• _Given exercise_:
Give back every one of the lines below, unchanged.

• _Material_:
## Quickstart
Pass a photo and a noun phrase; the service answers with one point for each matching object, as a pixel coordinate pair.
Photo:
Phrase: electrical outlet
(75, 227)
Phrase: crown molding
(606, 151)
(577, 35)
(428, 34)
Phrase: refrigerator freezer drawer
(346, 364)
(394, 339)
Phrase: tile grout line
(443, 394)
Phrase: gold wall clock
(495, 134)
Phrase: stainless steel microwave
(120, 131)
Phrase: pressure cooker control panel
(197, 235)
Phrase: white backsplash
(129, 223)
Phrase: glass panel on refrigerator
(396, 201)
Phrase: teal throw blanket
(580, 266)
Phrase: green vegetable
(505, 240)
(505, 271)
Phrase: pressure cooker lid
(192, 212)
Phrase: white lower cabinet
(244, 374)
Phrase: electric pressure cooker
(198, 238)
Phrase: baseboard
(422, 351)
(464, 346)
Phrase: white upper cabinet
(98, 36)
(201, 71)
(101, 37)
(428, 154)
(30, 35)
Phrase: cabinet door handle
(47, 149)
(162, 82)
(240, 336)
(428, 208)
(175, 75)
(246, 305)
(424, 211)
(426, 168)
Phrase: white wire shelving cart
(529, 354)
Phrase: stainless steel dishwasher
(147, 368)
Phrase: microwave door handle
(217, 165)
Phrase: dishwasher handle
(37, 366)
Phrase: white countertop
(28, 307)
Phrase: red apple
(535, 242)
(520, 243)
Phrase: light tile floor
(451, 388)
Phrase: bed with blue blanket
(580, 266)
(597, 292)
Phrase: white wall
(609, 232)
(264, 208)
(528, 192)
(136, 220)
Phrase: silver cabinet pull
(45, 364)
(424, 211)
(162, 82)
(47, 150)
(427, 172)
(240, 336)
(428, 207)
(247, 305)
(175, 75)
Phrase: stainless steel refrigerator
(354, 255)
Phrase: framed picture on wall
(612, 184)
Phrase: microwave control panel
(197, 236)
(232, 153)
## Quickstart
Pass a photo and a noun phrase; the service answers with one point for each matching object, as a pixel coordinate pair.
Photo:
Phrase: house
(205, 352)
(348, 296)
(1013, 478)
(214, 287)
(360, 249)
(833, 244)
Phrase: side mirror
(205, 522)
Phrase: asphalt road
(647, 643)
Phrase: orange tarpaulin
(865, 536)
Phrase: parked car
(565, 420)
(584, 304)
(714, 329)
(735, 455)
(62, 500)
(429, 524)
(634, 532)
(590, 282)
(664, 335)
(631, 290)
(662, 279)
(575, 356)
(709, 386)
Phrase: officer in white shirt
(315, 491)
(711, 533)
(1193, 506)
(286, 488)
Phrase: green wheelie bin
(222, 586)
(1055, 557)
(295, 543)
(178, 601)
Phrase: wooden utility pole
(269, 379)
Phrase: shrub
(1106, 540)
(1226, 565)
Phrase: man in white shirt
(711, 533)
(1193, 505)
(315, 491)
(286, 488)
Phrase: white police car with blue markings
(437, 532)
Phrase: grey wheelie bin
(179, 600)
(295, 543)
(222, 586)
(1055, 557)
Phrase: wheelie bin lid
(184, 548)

• _Reply to the exercise_:
## Quickstart
Pass a photo and a noun phrase; the service answers with one point for each matching object, as a pixel coordinate pair.
Photo:
Phrase: electrical outlet
(75, 227)
Phrase: crown molding
(606, 151)
(577, 35)
(428, 34)
Phrase: refrigerator freezer drawer
(346, 364)
(394, 339)
Phrase: tile grout line
(443, 394)
Phrase: gold wall clock
(495, 134)
Phrase: stainless steel microwave
(120, 131)
Phrase: pressure cooker control panel
(197, 235)
Phrase: white backsplash
(129, 223)
Phrase: glass panel on refrigerator
(396, 201)
Phrase: teal throw blanket
(580, 266)
Phrase: green vegetable
(505, 240)
(505, 271)
Phrase: pressure cooker lid
(192, 212)
Phrase: white lower cabinet
(244, 374)
Phrase: electric pressure cooker
(198, 238)
Phrase: baseboard
(422, 351)
(464, 346)
Phrase: white upper cabinet
(98, 36)
(201, 71)
(101, 37)
(428, 154)
(30, 35)
Phrase: cabinet door handle
(47, 149)
(162, 82)
(240, 336)
(428, 208)
(175, 75)
(246, 305)
(424, 211)
(426, 168)
Phrase: white wire shelving cart
(529, 354)
Phrase: stainless steel dishwasher
(147, 368)
Phrase: microwave door handle
(217, 165)
Phrase: dishwasher handle
(37, 366)
Phrase: white countertop
(28, 307)
Phrase: red apple
(535, 242)
(520, 243)
Phrase: light tile floor
(451, 388)
Phrase: bed with blue blanket
(580, 266)
(597, 292)
Phrase: white wall
(609, 232)
(264, 208)
(528, 192)
(136, 220)
Phrase: silver cabinet pull
(45, 364)
(424, 211)
(162, 82)
(47, 150)
(427, 172)
(240, 336)
(428, 207)
(247, 305)
(175, 75)
Phrase: stainless steel refrigerator
(354, 255)
Phrase: framed picture on wall
(612, 184)
Phrase: microwave control panel
(197, 236)
(232, 153)
## Quickstart
Pass a photo and a noun phrase; the service answers with one point for each matching object, as a pixel coordinate pair.
Photo:
Phrase: house
(205, 352)
(348, 296)
(1013, 478)
(214, 287)
(360, 249)
(833, 244)
Phrase: side mirror
(205, 522)
Phrase: asphalt road
(647, 643)
Phrase: orange tarpaulin
(865, 536)
Phrase: parked car
(565, 420)
(584, 304)
(714, 329)
(735, 455)
(62, 500)
(429, 524)
(634, 532)
(590, 282)
(664, 335)
(631, 290)
(662, 279)
(575, 356)
(709, 386)
Phrase: officer in white shirt
(315, 491)
(711, 533)
(1193, 506)
(286, 488)
Phrase: green wheelie bin
(222, 586)
(1055, 557)
(295, 543)
(178, 601)
Phrase: wooden utility pole
(269, 379)
Phrase: shrub
(1106, 540)
(1226, 565)
Phrase: man in white shirt
(711, 533)
(1193, 505)
(315, 491)
(286, 488)
Phrase: white police car with blue markings
(437, 532)
Phrase: grey wheelie bin
(179, 600)
(295, 543)
(222, 586)
(1055, 557)
Phrase: wheelie bin lid
(184, 548)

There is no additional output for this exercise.